Prompt →
Reproduce every item below, replacing each "visually impaired user" with "low-vision user" and leaving everything else unchanged.
Records to process start
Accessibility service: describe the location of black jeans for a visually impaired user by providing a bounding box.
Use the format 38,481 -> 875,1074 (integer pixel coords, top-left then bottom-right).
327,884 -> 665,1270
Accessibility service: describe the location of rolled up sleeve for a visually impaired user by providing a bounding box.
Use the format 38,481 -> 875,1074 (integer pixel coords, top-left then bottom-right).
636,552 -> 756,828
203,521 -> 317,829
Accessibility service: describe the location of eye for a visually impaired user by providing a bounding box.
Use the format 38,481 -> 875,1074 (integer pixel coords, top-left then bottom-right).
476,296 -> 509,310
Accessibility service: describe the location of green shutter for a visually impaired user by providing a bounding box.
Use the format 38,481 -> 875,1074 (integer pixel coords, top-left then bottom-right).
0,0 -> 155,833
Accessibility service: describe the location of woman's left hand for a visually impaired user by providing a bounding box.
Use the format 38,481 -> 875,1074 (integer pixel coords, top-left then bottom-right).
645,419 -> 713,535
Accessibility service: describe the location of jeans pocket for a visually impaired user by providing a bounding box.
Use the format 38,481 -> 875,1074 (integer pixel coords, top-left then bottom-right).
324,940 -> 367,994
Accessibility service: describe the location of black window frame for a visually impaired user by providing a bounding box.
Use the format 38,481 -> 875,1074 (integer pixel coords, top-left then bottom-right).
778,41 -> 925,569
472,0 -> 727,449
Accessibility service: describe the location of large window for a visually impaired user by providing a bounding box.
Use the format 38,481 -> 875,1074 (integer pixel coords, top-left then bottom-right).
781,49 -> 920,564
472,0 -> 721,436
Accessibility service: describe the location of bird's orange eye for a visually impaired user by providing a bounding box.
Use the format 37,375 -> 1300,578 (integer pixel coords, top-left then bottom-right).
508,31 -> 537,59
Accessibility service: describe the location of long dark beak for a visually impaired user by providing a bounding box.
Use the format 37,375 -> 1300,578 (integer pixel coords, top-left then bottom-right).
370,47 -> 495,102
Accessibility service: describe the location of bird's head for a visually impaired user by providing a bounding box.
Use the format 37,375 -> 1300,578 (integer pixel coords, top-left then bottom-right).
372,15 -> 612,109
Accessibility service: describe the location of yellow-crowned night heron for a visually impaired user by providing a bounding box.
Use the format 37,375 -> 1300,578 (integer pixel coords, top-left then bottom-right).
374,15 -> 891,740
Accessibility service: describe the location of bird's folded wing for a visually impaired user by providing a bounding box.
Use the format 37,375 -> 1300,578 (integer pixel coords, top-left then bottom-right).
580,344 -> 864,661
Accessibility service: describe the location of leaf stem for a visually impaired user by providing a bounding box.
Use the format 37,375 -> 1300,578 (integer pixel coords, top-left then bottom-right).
Records to process end
Output →
Accessibility service: describe the location of black jeans for a low-vision user by providing a bounding box.
Use the format 38,481 -> 875,1074 (integer pixel coords, top-left then bottom-right).
327,884 -> 665,1270
Accessibility service: describe the location of rolled up sleeve for a low-vision user by providing a bounding box.
Use the format 38,481 -> 875,1074 (integer pixel coords, top-left then bottom-right).
636,552 -> 756,828
203,521 -> 317,829
Accessibility service: describe the location of eye for a low-vision user by providing a bounding box.
Use the format 38,481 -> 875,1074 (integer pixel coords, top-left then bottom-right).
476,296 -> 509,310
Accessibility service: describe the location of green shutter for a low-vision user by providing a bounding box.
Use the format 38,481 -> 875,1074 (integer pixel coords, top-left then bottom-right).
0,0 -> 155,833
Accessibility service: describe the location of woman's left hand for a low-vision user by providing a bounding box.
Use the format 38,481 -> 875,1074 (integer pixel coords, top-left then bottom-right).
645,419 -> 713,535
Accessibility service: describe the location of jeans pocket for a low-vision user by providing a bounding box.
Use the format 38,481 -> 875,1074 (integer pixel coords, top-left then bottom-right).
324,940 -> 367,994
Accessibility service: describe the location of black window frame for a low-vision user by providing a bounding box.
Use the format 38,481 -> 875,1074 (integer pixel coords, top-left then bottom-right).
778,41 -> 925,569
472,0 -> 727,449
Accessibility service: describe the location of large window for a low-vision user by providing a bounding box.
Use the format 38,481 -> 875,1074 (integer pixel coords, top-left then bottom-right).
781,49 -> 920,564
472,0 -> 721,436
Accessibility service: describe the location of bird's orange eye for a low-vision user by providing a bounding box.
Use the format 37,375 -> 1300,578 (integer pixel coords, top-left then bottom-right).
508,31 -> 537,59
Accessibility service: describe the location of long dark beak for a low-vision user by providing a bounding box.
Use the format 37,375 -> 1300,578 (integer pixel coords, top-left then bottom-right).
370,47 -> 495,102
Accessibility service: describe the location of bird's head for a low-vision user by providing a bounding box.
Use the format 37,375 -> 1300,578 (integer pixel coords, top-left then bottom-right).
372,15 -> 612,109
Accessibility service: describe the location of yellow-crowned night heron for a low-vision user by providing a bounding box.
Use the format 37,375 -> 1300,578 (integer pixel coords, top-left then bottom-right).
374,15 -> 891,740
Accessibility service: describe the location of bird's folded wing for a low-vision user by providing a bounding box.
Use the format 37,375 -> 1300,578 (integer pixel coords, top-left then bottom-right).
580,344 -> 864,661
Accessibility service: describe the location of leaf stem for a low-vision user by providing a bounding box.
Use the format 37,375 -> 1300,578 (integer pixel coords, top-left then bottom-right).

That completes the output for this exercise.